**WHAT YOU NEED TO DO**
Please copy all of the records exactly, leaving nothing out.

----------

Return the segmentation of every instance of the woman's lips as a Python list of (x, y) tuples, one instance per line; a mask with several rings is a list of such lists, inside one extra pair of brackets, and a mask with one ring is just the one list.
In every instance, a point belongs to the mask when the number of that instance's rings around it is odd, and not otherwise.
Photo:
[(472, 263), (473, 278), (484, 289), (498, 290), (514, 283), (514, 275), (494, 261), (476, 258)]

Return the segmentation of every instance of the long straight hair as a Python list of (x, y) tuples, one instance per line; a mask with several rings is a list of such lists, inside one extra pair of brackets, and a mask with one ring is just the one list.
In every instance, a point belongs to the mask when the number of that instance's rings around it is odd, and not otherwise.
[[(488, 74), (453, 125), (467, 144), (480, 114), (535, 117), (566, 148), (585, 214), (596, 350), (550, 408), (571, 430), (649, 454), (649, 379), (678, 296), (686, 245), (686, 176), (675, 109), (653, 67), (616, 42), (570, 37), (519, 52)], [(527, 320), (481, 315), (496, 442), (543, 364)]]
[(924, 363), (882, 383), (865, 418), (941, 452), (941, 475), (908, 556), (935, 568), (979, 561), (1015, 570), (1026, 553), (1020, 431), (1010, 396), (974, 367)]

----------

**SOLUTION FOR THIS EXERCISE**
Return the segmentation of every instance of the woman's lips as a Python list of (x, y) tuples, one instance per line; a mask with several rings is a list of such lists, inside one extra pair of brackets, and a mask with one ring is just the one list.
In every instance, a point belongs to the mask when the number of that instance's rings around it is odd, and not otherwise.
Photo:
[(472, 263), (473, 278), (484, 289), (498, 290), (514, 283), (514, 275), (494, 261), (476, 258)]

Return the segmentation of every instance of the long straight hair as a Python list of (x, y) tuples, one instance per line; a mask with several rings is a list of such lists, inside one extra pair of brackets, and a mask with one ring is just the one list.
In every instance, a point belongs to the mask when the number of that instance's rings around it is odd, and not otherwise.
[[(488, 74), (453, 125), (467, 144), (480, 114), (535, 117), (566, 148), (585, 214), (596, 350), (550, 408), (571, 430), (649, 454), (649, 379), (678, 296), (686, 245), (686, 176), (675, 109), (653, 67), (616, 42), (570, 37), (519, 52)], [(527, 320), (481, 315), (496, 442), (543, 364)]]
[(924, 363), (882, 383), (865, 418), (941, 452), (941, 475), (908, 556), (935, 568), (979, 561), (1015, 570), (1026, 553), (1020, 431), (1010, 396), (974, 367)]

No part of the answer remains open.